Exercise details =>
Rewrite the lines below as a numbered list, skipping any blank lines and leaving out the pictures.
##########
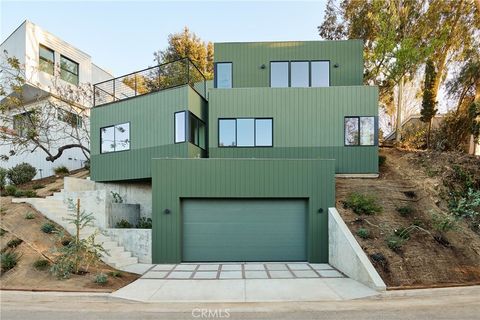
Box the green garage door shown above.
[182,199,307,261]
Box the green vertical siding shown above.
[209,86,378,173]
[152,159,335,263]
[214,40,363,88]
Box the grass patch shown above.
[343,192,382,215]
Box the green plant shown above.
[110,191,123,203]
[53,166,70,176]
[343,192,382,215]
[0,167,8,190]
[396,206,413,217]
[40,222,55,233]
[115,219,133,229]
[378,155,387,167]
[0,250,20,272]
[33,259,50,271]
[357,228,370,239]
[95,273,108,284]
[7,162,37,186]
[137,217,152,229]
[7,238,23,249]
[5,185,17,196]
[25,211,35,220]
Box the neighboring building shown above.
[0,21,113,178]
[91,40,378,263]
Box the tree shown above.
[420,60,437,149]
[0,51,93,162]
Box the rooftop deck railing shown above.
[93,58,207,107]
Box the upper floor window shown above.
[215,62,232,88]
[100,122,130,153]
[38,45,55,76]
[270,61,290,88]
[60,56,78,85]
[218,118,273,147]
[344,117,376,146]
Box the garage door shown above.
[182,199,307,261]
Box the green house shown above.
[91,40,378,263]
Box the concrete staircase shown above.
[12,194,138,271]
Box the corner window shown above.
[38,45,55,76]
[60,56,78,85]
[100,123,130,153]
[270,61,289,88]
[311,61,330,87]
[344,117,376,146]
[218,118,273,147]
[215,62,232,88]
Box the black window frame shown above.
[60,54,80,86]
[217,117,274,148]
[213,61,233,89]
[343,116,378,147]
[38,43,55,76]
[100,121,132,154]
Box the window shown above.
[175,111,205,149]
[60,56,78,85]
[57,109,83,128]
[218,118,273,147]
[290,61,310,88]
[345,117,376,146]
[215,62,232,88]
[270,61,289,88]
[100,123,130,153]
[311,61,330,87]
[38,45,55,76]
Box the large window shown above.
[60,56,78,85]
[270,61,289,88]
[175,111,205,149]
[345,117,376,146]
[38,45,55,76]
[218,118,273,147]
[270,61,330,88]
[215,62,232,88]
[100,123,130,153]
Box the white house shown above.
[0,21,113,179]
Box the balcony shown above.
[93,58,207,107]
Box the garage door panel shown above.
[182,199,306,261]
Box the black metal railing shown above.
[93,58,207,107]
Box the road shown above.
[0,287,480,320]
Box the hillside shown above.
[336,149,480,288]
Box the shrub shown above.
[343,192,382,215]
[7,238,23,249]
[378,155,387,167]
[357,228,370,239]
[33,259,50,271]
[53,166,70,176]
[7,162,37,186]
[25,211,35,220]
[0,168,7,190]
[95,273,108,284]
[396,206,413,217]
[137,217,152,229]
[115,219,133,229]
[0,251,20,272]
[40,222,55,233]
[5,185,17,196]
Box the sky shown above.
[0,0,325,76]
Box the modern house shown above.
[91,40,378,263]
[0,21,113,178]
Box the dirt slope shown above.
[336,149,480,287]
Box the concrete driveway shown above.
[112,262,380,302]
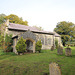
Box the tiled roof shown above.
[54,32,60,37]
[8,23,54,34]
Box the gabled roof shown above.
[8,23,54,35]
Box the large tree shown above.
[5,14,28,25]
[0,14,6,24]
[54,21,75,46]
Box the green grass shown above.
[0,47,75,75]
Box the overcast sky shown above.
[0,0,75,31]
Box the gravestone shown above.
[49,63,61,75]
[57,46,63,55]
[65,48,71,56]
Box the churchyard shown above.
[0,47,75,75]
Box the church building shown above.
[5,20,61,53]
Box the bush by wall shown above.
[55,39,59,49]
[16,37,26,53]
[35,40,42,53]
[4,34,13,52]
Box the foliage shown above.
[55,39,59,49]
[5,14,28,25]
[0,14,6,24]
[35,40,42,52]
[0,24,4,49]
[16,37,26,53]
[33,26,43,31]
[54,21,75,46]
[0,47,75,75]
[5,34,13,52]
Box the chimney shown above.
[5,19,9,26]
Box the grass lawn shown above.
[0,47,75,75]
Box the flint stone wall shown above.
[8,29,54,49]
[49,63,61,75]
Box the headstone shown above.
[49,63,61,75]
[57,46,63,55]
[51,46,54,51]
[65,48,71,56]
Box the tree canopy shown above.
[0,14,6,24]
[54,21,75,45]
[5,14,28,25]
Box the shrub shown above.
[5,34,13,52]
[16,37,26,53]
[55,39,58,49]
[35,40,42,53]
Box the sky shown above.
[0,0,75,31]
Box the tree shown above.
[0,14,6,24]
[35,40,42,53]
[16,37,26,53]
[55,39,59,49]
[0,24,4,49]
[5,14,28,25]
[54,21,75,46]
[5,34,13,52]
[33,26,43,31]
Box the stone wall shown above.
[35,33,53,49]
[8,29,54,49]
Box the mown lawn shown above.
[0,47,75,75]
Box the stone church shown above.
[5,20,61,53]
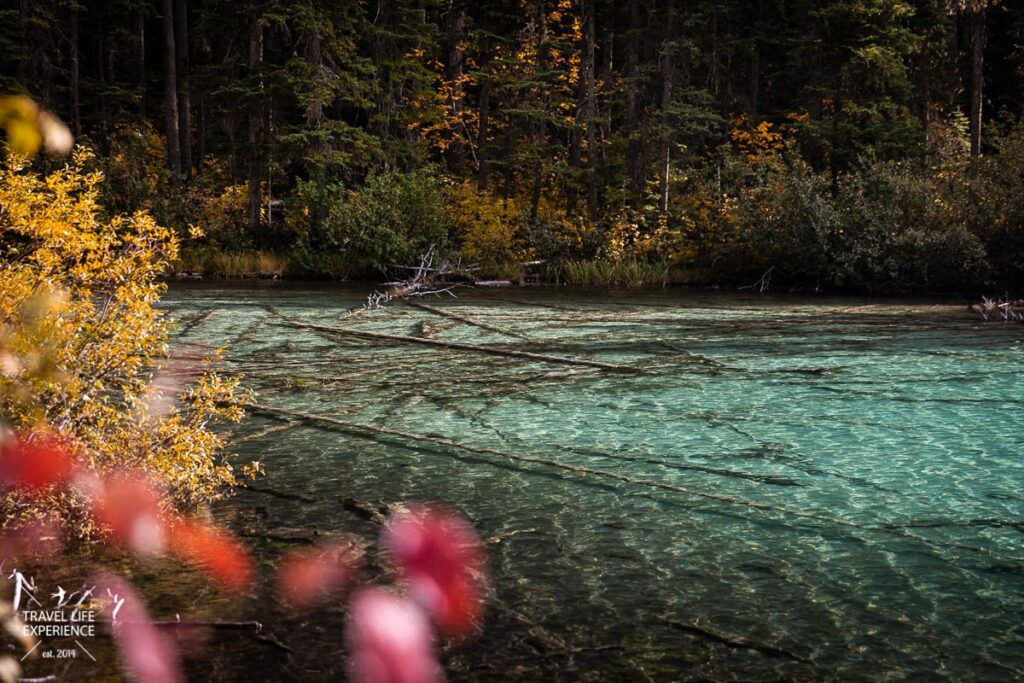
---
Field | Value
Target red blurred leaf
[383,507,484,635]
[0,435,75,490]
[345,588,444,683]
[278,543,356,609]
[170,518,253,591]
[92,573,184,683]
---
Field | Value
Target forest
[6,0,1024,294]
[6,0,1024,683]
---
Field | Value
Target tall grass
[547,258,669,289]
[175,249,291,278]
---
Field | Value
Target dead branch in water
[274,311,644,373]
[345,245,476,317]
[968,297,1024,322]
[249,403,863,528]
[669,621,812,664]
[409,301,526,339]
[249,403,1024,570]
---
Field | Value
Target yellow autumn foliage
[0,150,246,535]
[449,180,526,276]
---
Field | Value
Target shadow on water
[32,283,1024,681]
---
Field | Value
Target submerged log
[278,313,646,373]
[249,403,863,528]
[669,621,812,664]
[409,301,527,339]
[234,483,316,503]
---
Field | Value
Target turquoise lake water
[153,284,1024,681]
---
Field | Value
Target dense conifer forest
[0,0,1024,293]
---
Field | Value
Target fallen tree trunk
[409,301,527,339]
[248,403,864,528]
[276,313,645,373]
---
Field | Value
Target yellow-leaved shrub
[0,150,247,536]
[450,180,527,276]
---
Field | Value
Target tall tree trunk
[174,0,193,175]
[658,0,676,215]
[135,5,145,124]
[970,4,985,157]
[529,2,548,222]
[247,6,263,234]
[626,0,646,195]
[476,78,490,189]
[444,0,466,174]
[71,5,82,138]
[163,0,181,173]
[17,0,33,90]
[583,0,598,216]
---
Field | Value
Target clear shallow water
[157,284,1024,681]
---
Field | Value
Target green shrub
[288,169,452,274]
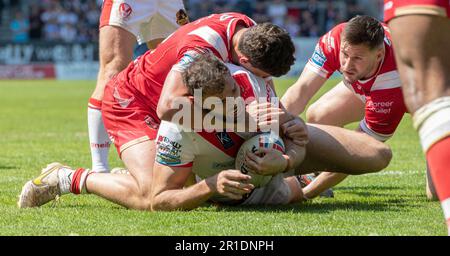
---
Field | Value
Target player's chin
[344,75,358,84]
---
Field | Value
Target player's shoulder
[158,121,186,141]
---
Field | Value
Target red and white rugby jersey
[306,23,406,141]
[156,64,274,179]
[121,13,256,114]
[384,0,450,22]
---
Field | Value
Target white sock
[88,98,111,172]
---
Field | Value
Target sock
[58,168,75,195]
[427,137,450,235]
[88,98,111,172]
[69,168,92,195]
[413,96,450,235]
##########
Correct result =>
1. Box the green garage door shown above.
2. [182,199,307,261]
3. Box the green vertical siding shown above.
4. [209,86,378,173]
5. [152,159,335,263]
6. [214,40,363,88]
7. Box the grass patch shown above.
8. [343,192,382,215]
9. Box the green plant shown above.
10. [110,191,123,203]
11. [53,166,70,176]
12. [343,192,382,215]
13. [0,167,8,190]
14. [396,206,413,217]
15. [40,222,55,233]
16. [115,219,133,229]
17. [378,155,387,167]
18. [0,250,20,272]
19. [33,259,50,271]
20. [357,228,370,239]
21. [95,273,108,284]
22. [7,162,37,186]
23. [137,217,152,229]
24. [7,238,23,249]
25. [5,185,17,196]
26. [25,211,35,220]
27. Box the neighboring building shown above.
28. [0,21,113,178]
29. [91,40,378,263]
30. Box the tree shown above.
31. [420,60,437,149]
32. [0,51,93,162]
33. Box the rooftop deck railing shown above.
34. [93,58,207,107]
35. Box the upper floor window shown above.
36. [215,62,232,88]
37. [100,122,130,153]
38. [38,45,55,76]
39. [270,61,290,88]
40. [60,56,78,85]
41. [218,118,273,147]
42. [344,117,376,146]
43. Box the garage door shown above.
44. [182,199,307,261]
45. Box the green house shown above.
46. [91,40,378,263]
47. Box the concrete staircase shown above.
48. [12,194,138,271]
49. Box the corner window shown above.
50. [38,45,55,76]
51. [60,56,78,85]
52. [100,123,130,153]
53. [270,61,289,88]
54. [311,61,330,87]
55. [344,117,376,146]
56. [218,118,273,147]
57. [215,62,232,88]
58. Box the black window frame shown above.
59. [60,54,80,86]
60. [217,117,274,148]
61. [213,61,233,89]
62. [343,116,378,147]
63. [38,43,55,76]
64. [100,121,132,154]
65. Box the window shown above.
66. [175,111,205,149]
67. [60,56,78,85]
68. [57,109,83,128]
69. [218,118,273,147]
70. [290,61,310,88]
71. [345,117,376,146]
72. [215,62,232,88]
73. [270,61,289,88]
74. [100,123,130,153]
75. [311,61,330,87]
76. [38,45,55,76]
77. Box the large window shown above.
78. [60,56,78,85]
79. [270,61,289,88]
80. [175,111,205,149]
81. [345,117,376,146]
82. [38,45,55,76]
83. [218,118,273,147]
84. [270,61,330,88]
85. [215,62,232,88]
86. [100,123,130,153]
87. Box the white house shown above.
88. [0,21,113,179]
89. Box the balcony shown above.
90. [93,58,207,107]
91. Box the garage door panel shown above.
92. [182,199,306,261]
93. Box the black metal railing shown above.
94. [93,58,207,107]
95. Box the road shown above.
96. [0,287,480,320]
97. Box the hillside shown above.
98. [336,149,480,288]
99. Box the shrub shown above.
100. [343,192,382,215]
101. [7,238,23,249]
102. [378,155,387,167]
103. [357,228,370,239]
104. [33,259,50,271]
105. [53,166,70,176]
106. [7,162,37,186]
107. [25,211,35,220]
108. [0,168,7,190]
109. [95,273,108,284]
110. [396,206,413,217]
111. [137,217,152,229]
112. [115,219,133,229]
113. [0,251,20,272]
114. [40,222,55,233]
115. [5,185,17,196]
116. Box the sky shown above.
117. [0,0,325,76]
118. Box the modern house shown above.
119. [91,40,378,263]
120. [0,21,113,178]
121. Box the dirt slope shown above.
122. [336,149,480,287]
123. Box the concrete driveway shown above.
124. [112,262,380,302]
125. Box the tiled roof shown above.
126. [54,32,60,37]
127. [8,23,54,34]
128. Box the gabled roof shown above.
129. [8,23,54,35]
130. Box the large tree shown above.
131. [5,14,28,25]
132. [0,14,6,24]
133. [54,21,75,46]
134. Box the green grass shown above.
135. [0,47,75,75]
136. Box the overcast sky shown above.
137. [0,0,75,31]
138. Box the gravestone shown above.
139. [49,63,61,75]
140. [57,46,63,55]
141. [65,48,71,56]
142. Box the churchyard shown above.
143. [0,47,75,75]
144. Box the church building shown above.
145. [5,20,61,53]
146. Box the bush by wall shown above.
147. [55,39,59,49]
148. [16,37,26,53]
149. [35,40,42,53]
150. [4,34,13,52]
151. Box the foliage shown above.
152. [55,39,59,49]
153. [5,14,28,25]
154. [0,14,6,24]
155. [35,40,42,52]
156. [0,24,4,49]
157. [16,37,26,53]
158. [33,26,43,31]
159. [54,21,75,46]
160. [0,47,75,75]
161. [5,34,13,52]
162. Box the chimney shown above.
163. [5,19,9,26]
164. Box the grass lawn shown above.
165. [0,47,75,75]
166. Box the flint stone wall shown above.
167. [8,29,54,49]
168. [49,63,61,75]
169. Box the headstone shown above.
170. [49,63,61,75]
171. [57,46,63,55]
172. [51,46,54,51]
173. [65,48,71,56]
174. Box the tree canopy shown above.
175. [0,14,6,24]
176. [54,21,75,45]
177. [5,14,28,25]
178. Box the shrub shown above.
179. [5,34,13,52]
180. [16,37,26,53]
181. [55,39,58,49]
182. [35,40,42,53]
183. Box the sky shown above.
184. [0,0,75,31]
185. Box the tree shown above.
186. [0,14,6,24]
187. [35,40,42,53]
188. [16,37,26,53]
189. [55,39,59,49]
190. [0,24,4,49]
191. [5,14,28,25]
192. [54,21,75,46]
193. [5,34,13,52]
194. [33,26,43,31]
195. Box the stone wall shown above.
196. [35,33,53,49]
197. [8,29,54,49]
198. Box the mown lawn shown above.
199. [0,47,75,75]
200. Box the stone church shown above.
201. [5,20,61,53]
202. ---
203. Field | Value
204. Target red blurred leaf
205. [383,507,484,635]
206. [0,435,75,490]
207. [345,588,444,683]
208. [278,543,356,609]
209. [170,518,253,591]
210. [92,573,184,683]
211. ---
212. Field | Value
213. Target forest
214. [6,0,1024,294]
215. [6,0,1024,683]
216. ---
217. Field | Value
218. Target tall grass
219. [547,258,669,289]
220. [175,249,291,278]
221. ---
222. Field | Value
223. Target dead branch in water
224. [274,311,644,373]
225. [345,245,476,317]
226. [968,297,1024,322]
227. [249,403,863,528]
228. [669,621,812,664]
229. [409,301,526,339]
230. [249,403,1024,570]
231. ---
232. Field | Value
233. Target yellow autumn foliage
234. [0,150,246,535]
235. [449,180,526,276]
236. ---
237. Field | Value
238. Target shadow on water
239. [32,283,1024,681]
240. ---
241. Field | Value
242. Target submerged log
243. [278,313,646,373]
244. [249,403,863,528]
245. [669,621,812,664]
246. [409,301,527,339]
247. [234,483,316,503]
248. ---
249. Field | Value
250. Target turquoise lake water
251. [153,284,1024,681]
252. ---
253. Field | Value
254. Target dense conifer forest
255. [0,0,1024,293]
256. ---
257. Field | Value
258. Target fallen tree trunk
259. [409,301,527,339]
260. [248,403,864,528]
261. [276,313,645,373]
262. ---
263. Field | Value
264. Target yellow-leaved shrub
265. [0,150,247,536]
266. [450,180,527,276]
267. ---
268. Field | Value
269. Target tall tree trunk
270. [174,0,193,175]
271. [658,0,676,215]
272. [135,5,145,124]
273. [970,4,985,157]
274. [529,2,548,222]
275. [247,6,263,234]
276. [626,0,646,195]
277. [476,78,490,189]
278. [444,0,466,174]
279. [71,5,82,138]
280. [163,0,181,173]
281. [17,0,33,90]
282. [583,0,598,216]
283. ---
284. Field | Value
285. Target clear shallow water
286. [157,284,1024,681]
287. ---
288. Field | Value
289. Target green shrub
290. [288,169,452,274]
291. ---
292. Field | Value
293. Target player's chin
294. [344,75,358,84]
295. ---
296. Field | Value
297. Target player's shoulder
298. [158,121,186,141]
299. ---
300. Field | Value
301. Target red and white rugby jersey
302. [306,23,406,141]
303. [156,64,274,179]
304. [121,13,256,114]
305. [384,0,450,22]
306. ---
307. Field | Value
308. Target white sock
309. [88,98,111,172]
310. ---
311. Field | Value
312. Target sock
313. [58,168,75,195]
314. [427,137,450,235]
315. [88,98,111,172]
316. [69,168,92,195]
317. [413,96,450,235]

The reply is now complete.